* _WHAT YOU HAVE TO DO_: Within the entries that follow, show each line where the word "Return" occurs.

* _Collected data entries_:
=== Begin Enclosure ===
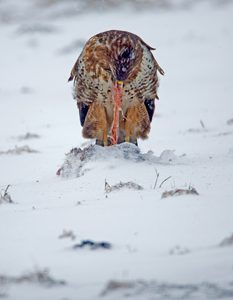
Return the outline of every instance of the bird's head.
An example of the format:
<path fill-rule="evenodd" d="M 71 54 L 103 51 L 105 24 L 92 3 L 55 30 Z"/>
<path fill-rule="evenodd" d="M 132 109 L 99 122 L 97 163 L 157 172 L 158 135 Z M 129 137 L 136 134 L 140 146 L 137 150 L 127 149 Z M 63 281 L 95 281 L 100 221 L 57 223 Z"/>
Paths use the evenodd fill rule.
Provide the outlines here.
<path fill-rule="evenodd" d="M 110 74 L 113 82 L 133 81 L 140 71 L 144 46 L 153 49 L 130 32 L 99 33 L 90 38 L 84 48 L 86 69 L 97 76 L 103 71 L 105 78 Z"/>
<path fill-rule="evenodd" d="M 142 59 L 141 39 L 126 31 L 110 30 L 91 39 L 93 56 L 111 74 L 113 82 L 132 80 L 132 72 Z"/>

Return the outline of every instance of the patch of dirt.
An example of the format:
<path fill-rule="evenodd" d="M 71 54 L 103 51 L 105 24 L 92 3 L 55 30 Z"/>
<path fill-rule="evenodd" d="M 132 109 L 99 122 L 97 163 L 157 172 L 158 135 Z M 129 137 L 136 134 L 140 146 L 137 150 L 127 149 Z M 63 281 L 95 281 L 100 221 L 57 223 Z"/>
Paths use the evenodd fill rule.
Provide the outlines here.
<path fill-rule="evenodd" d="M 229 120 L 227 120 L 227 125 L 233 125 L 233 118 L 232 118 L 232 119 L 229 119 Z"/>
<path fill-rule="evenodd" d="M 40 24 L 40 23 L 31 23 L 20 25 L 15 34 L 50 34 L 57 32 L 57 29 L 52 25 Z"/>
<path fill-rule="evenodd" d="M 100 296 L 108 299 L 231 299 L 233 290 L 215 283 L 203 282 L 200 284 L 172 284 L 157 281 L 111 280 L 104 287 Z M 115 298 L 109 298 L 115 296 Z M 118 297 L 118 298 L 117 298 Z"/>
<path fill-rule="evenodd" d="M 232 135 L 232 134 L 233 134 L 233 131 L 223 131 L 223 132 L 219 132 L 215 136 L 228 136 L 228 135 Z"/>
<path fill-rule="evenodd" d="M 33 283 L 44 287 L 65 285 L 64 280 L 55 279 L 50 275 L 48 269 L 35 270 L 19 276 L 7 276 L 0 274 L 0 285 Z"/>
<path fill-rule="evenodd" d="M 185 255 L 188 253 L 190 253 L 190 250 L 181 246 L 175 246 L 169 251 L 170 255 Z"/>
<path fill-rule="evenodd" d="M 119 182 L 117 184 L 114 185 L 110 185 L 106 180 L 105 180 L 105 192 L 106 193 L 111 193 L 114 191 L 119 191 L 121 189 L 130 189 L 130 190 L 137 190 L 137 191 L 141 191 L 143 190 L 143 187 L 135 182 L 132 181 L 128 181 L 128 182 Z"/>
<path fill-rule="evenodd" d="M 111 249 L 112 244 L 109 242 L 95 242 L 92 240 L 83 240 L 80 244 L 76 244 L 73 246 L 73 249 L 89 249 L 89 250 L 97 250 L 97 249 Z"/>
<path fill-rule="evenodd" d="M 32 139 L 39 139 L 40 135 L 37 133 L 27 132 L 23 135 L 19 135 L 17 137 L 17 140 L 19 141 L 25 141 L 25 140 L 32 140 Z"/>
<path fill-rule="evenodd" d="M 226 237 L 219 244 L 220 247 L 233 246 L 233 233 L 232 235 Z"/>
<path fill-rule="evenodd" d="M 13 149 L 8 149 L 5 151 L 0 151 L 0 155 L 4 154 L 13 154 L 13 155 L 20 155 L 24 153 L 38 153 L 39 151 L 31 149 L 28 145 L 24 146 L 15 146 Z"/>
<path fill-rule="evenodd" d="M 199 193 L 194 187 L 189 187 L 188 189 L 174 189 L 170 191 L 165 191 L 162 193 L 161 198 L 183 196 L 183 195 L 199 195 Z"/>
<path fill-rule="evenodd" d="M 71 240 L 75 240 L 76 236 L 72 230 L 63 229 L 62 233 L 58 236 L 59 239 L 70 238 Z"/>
=== End Enclosure ===
=== Begin Enclosure ===
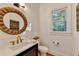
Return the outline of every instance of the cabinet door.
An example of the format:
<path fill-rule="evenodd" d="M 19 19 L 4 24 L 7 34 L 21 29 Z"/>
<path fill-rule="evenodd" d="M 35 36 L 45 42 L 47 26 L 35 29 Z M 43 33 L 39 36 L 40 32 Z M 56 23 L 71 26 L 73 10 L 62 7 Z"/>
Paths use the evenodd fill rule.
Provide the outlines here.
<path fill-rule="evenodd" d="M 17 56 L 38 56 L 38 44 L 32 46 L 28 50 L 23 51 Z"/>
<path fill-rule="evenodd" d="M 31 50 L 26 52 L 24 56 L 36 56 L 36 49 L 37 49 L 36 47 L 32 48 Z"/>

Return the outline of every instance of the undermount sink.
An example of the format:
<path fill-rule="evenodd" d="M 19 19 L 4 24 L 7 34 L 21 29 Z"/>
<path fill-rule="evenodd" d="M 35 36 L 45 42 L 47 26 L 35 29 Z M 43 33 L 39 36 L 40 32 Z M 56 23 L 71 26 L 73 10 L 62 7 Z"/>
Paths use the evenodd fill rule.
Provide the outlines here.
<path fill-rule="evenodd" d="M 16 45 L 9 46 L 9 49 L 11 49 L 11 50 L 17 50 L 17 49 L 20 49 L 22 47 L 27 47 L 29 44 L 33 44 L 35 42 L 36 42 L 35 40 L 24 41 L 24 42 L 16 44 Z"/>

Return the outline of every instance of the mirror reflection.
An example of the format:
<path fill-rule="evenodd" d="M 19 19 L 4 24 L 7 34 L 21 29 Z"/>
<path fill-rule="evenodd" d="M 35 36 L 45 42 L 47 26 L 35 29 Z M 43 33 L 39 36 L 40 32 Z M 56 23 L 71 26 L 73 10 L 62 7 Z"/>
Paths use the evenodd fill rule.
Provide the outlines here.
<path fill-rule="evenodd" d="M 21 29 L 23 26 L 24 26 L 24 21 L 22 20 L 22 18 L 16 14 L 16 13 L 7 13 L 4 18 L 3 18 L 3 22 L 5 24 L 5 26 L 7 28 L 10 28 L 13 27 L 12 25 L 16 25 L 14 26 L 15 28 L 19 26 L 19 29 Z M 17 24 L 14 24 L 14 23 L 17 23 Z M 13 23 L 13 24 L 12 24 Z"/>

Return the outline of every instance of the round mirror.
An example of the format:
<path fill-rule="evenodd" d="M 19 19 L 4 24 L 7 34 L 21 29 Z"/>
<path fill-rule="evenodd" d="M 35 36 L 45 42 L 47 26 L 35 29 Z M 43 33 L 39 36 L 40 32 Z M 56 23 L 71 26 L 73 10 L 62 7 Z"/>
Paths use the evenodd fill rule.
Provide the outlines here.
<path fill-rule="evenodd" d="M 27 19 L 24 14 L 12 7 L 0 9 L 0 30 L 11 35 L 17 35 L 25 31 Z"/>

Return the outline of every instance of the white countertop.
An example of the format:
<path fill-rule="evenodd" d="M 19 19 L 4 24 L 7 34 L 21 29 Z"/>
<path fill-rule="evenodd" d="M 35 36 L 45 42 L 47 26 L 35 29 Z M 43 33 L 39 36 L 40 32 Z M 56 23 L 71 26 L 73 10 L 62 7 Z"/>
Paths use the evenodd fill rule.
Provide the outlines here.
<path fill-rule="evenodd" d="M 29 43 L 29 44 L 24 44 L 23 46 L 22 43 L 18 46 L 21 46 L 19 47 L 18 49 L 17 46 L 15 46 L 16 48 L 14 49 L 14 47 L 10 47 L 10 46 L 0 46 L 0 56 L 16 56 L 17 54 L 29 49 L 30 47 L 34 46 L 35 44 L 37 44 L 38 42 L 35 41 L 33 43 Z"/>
=== End Enclosure ===
* _SOLUTION FOR THIS PROBLEM_:
Return the outline of every instance of the bird's head.
Return the outline of every instance of the patch of dirt.
Return the outline of every instance of the cabinet door.
Return the outline of every instance of the undermount sink.
Return the outline of every instance of the mirror reflection.
Return the outline of every instance of the round mirror.
Return the outline of every instance of the white countertop.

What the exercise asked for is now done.